- _Pointing dataset excerpts_:

▼▼▼

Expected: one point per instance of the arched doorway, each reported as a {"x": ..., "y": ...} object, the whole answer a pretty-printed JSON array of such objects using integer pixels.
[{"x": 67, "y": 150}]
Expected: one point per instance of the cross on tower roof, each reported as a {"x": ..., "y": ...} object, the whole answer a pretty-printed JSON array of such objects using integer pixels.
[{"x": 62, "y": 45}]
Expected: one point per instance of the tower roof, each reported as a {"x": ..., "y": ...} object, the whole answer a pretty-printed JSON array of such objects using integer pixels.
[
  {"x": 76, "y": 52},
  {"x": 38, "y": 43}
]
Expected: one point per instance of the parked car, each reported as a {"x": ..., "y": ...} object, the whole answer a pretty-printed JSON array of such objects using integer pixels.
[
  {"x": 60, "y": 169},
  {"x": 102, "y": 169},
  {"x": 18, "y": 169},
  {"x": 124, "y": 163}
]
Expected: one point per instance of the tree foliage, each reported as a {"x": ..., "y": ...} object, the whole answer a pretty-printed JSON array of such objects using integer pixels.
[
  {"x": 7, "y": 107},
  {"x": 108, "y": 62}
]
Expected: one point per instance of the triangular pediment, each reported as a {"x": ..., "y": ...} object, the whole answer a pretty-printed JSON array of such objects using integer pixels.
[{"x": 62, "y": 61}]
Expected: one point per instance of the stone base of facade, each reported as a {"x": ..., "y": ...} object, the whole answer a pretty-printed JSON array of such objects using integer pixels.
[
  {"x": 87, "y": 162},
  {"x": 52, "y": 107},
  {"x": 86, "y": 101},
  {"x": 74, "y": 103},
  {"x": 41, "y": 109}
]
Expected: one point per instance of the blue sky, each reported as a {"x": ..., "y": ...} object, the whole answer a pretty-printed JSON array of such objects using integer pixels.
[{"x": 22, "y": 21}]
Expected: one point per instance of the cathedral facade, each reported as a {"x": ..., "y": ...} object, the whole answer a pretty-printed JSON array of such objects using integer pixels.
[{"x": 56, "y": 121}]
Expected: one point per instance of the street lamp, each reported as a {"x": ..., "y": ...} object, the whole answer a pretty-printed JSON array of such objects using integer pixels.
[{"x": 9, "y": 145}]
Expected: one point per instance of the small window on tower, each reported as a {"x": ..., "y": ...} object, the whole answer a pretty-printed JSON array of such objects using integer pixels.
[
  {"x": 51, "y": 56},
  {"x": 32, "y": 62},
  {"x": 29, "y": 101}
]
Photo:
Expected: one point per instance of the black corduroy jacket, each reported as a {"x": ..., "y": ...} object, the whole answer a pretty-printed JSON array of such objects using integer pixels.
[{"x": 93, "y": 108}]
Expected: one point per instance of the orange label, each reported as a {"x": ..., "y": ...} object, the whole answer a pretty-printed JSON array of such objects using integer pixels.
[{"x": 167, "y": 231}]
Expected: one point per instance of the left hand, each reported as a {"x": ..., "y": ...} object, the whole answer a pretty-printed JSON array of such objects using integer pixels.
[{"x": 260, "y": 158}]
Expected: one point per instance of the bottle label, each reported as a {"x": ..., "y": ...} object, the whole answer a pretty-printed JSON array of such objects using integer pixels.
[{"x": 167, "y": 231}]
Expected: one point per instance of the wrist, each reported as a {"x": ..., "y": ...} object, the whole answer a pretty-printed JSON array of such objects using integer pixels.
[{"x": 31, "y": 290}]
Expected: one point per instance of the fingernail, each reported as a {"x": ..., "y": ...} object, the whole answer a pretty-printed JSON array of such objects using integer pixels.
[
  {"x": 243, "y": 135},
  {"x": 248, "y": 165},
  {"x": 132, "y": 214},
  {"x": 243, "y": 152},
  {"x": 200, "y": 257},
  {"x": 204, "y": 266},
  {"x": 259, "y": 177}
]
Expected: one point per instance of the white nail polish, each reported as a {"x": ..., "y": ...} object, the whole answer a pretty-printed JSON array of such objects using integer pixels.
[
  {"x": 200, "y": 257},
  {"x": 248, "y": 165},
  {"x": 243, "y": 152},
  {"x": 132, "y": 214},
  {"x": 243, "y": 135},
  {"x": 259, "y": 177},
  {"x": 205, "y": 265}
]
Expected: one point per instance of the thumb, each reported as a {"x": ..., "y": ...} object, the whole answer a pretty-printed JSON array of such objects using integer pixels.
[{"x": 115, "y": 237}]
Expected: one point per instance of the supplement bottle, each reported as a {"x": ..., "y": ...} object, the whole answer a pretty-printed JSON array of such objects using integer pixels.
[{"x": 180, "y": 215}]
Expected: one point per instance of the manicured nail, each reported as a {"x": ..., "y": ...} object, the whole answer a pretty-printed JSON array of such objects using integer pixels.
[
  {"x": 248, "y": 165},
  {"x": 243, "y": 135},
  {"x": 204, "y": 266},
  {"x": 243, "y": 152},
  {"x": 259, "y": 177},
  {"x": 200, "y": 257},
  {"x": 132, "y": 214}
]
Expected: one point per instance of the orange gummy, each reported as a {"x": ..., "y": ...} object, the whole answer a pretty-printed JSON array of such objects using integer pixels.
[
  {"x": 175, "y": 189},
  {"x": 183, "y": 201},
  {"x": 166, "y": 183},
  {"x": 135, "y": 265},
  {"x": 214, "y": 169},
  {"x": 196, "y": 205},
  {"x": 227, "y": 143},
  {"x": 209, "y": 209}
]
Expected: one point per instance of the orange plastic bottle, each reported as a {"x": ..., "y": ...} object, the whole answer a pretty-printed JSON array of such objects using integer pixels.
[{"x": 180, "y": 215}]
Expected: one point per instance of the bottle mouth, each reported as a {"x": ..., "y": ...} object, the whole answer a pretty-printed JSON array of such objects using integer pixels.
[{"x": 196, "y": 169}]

▲▲▲

- _Given request_: All of the lines above must be returned exactly.

- _Response to this task_:
Expected: one point per instance of the arched doorway, each reported as a {"x": ..., "y": ...} object, the whole answer a pretty-printed JSON array of such objects using integer pixels.
[{"x": 67, "y": 150}]
Expected: one point per instance of the cross on tower roof, each reported as a {"x": ..., "y": ...} object, the whole answer a pretty-printed JSON array of such objects using integer pixels.
[{"x": 62, "y": 45}]
Expected: one point per instance of the tower roof, each reported as a {"x": ..., "y": ...} object, the whole answer a pretty-printed JSON array of such objects using integer pixels.
[
  {"x": 76, "y": 52},
  {"x": 38, "y": 43}
]
Expected: one point per instance of the parked car, each reported as a {"x": ..., "y": ...} object, the whole answer a pretty-printed JSON array of such objects using integer pixels.
[
  {"x": 60, "y": 169},
  {"x": 102, "y": 169},
  {"x": 18, "y": 169},
  {"x": 124, "y": 163}
]
Expected: one point per instance of the tree foliage, each reported as a {"x": ..., "y": ...} object, the whole answer a pretty-printed JSON array of such objects using integer pixels.
[
  {"x": 7, "y": 107},
  {"x": 108, "y": 62}
]
Expected: one point per instance of the triangular pediment, each reported as a {"x": ..., "y": ...} object, the whole answer a pretty-printed JSON array of such objects using integer pixels.
[{"x": 62, "y": 61}]
Expected: one point per instance of the stone base of facade, each reported as a {"x": ..., "y": ...} object, the whole answer a pretty-printed JSON array of such objects using integer pixels.
[
  {"x": 87, "y": 162},
  {"x": 52, "y": 107},
  {"x": 86, "y": 101},
  {"x": 74, "y": 103},
  {"x": 41, "y": 109}
]
Expected: one point per instance of the blue sky, each reported as a {"x": ..., "y": ...} object, the whole answer a pretty-printed JSON array of such objects using integer pixels.
[{"x": 22, "y": 21}]
Expected: one point per instance of the cathedral facade, each reported as a {"x": ..., "y": ...} object, the whole answer a pretty-printed JSON array of such objects using integer pixels.
[{"x": 56, "y": 121}]
Expected: one point per instance of the street lamp, each reported as a {"x": ..., "y": ...} object, the whole answer a pretty-printed JSON array of such objects using integer pixels.
[{"x": 9, "y": 145}]
Expected: one point per instance of the small window on tower, each reported as a {"x": ..., "y": ...} object, the whole answer a pretty-printed JSON array of such objects using integer pixels.
[
  {"x": 51, "y": 56},
  {"x": 32, "y": 62},
  {"x": 29, "y": 101}
]
Photo:
Expected: one point per instance of the black corduroy jacket, each reported as a {"x": ..., "y": ...} object, the whole answer a pretty-printed JSON array of such objects using integer pixels.
[{"x": 93, "y": 108}]
Expected: one point per instance of the orange label, each reported as a {"x": ..., "y": ...} object, the whole answer a pretty-printed JSON array of such objects using integer pixels.
[{"x": 167, "y": 231}]
Expected: one point per instance of the left hand, each reported as a {"x": ..., "y": ...} object, the whole answer a pretty-printed JSON array of such objects using integer pixels.
[{"x": 260, "y": 158}]
Expected: one point per instance of the bottle label, each reported as a {"x": ..., "y": ...} object, the whole answer a pretty-printed JSON array of such objects using integer pixels.
[{"x": 167, "y": 231}]
Expected: one point per instance of the wrist, each reported as a {"x": ..., "y": ...} object, the whole answer a pretty-printed JSON array of such objects using integer pixels.
[{"x": 31, "y": 290}]
Expected: one point per instance of the fingernail, each reported as a {"x": ..., "y": ...} object, the whole answer a pretty-printed JSON array of such objects using integer pixels.
[
  {"x": 243, "y": 135},
  {"x": 248, "y": 165},
  {"x": 132, "y": 214},
  {"x": 243, "y": 152},
  {"x": 200, "y": 257},
  {"x": 204, "y": 266},
  {"x": 259, "y": 177}
]
Expected: one point per instance of the white nail polish, each reported as a {"x": ..., "y": ...} object, the whole answer a pretty-printed JSON array of such objects using integer pixels.
[
  {"x": 200, "y": 257},
  {"x": 248, "y": 165},
  {"x": 243, "y": 152},
  {"x": 132, "y": 214},
  {"x": 243, "y": 135},
  {"x": 259, "y": 177},
  {"x": 205, "y": 265}
]
Expected: one point per instance of the thumb, each reported as a {"x": ..., "y": ...} object, the whole answer a pretty-printed JSON array of such objects using integer pixels.
[{"x": 115, "y": 237}]
Expected: one point per instance of the supplement bottle, each reported as a {"x": ..., "y": ...} object, the whole answer a pretty-printed JSON array of such objects using integer pixels.
[{"x": 180, "y": 215}]
Expected: one point per instance of the manicured nail, each reported as a {"x": ..., "y": ...} object, the whole answer a pretty-printed JSON array of such objects using integer pixels.
[
  {"x": 248, "y": 165},
  {"x": 243, "y": 135},
  {"x": 204, "y": 266},
  {"x": 243, "y": 152},
  {"x": 259, "y": 177},
  {"x": 200, "y": 257},
  {"x": 132, "y": 214}
]
Expected: one point per instance of the orange gummy, each reported as a {"x": ..., "y": ...} object, the whole answer a pretty-printed JSON array of such objects using integer pixels.
[
  {"x": 175, "y": 189},
  {"x": 183, "y": 201},
  {"x": 166, "y": 183},
  {"x": 135, "y": 265},
  {"x": 214, "y": 169},
  {"x": 196, "y": 205},
  {"x": 227, "y": 143},
  {"x": 209, "y": 209}
]
Expected: one point per instance of the orange plastic bottle, each reported as a {"x": ..., "y": ...} object, the whole answer a pretty-printed JSON array of such objects using integer pixels.
[{"x": 180, "y": 215}]
Expected: one point per instance of the bottle mouth, each reported as a {"x": ..., "y": ...} object, the whole answer a pretty-printed JSON array of such objects using integer pixels.
[{"x": 196, "y": 169}]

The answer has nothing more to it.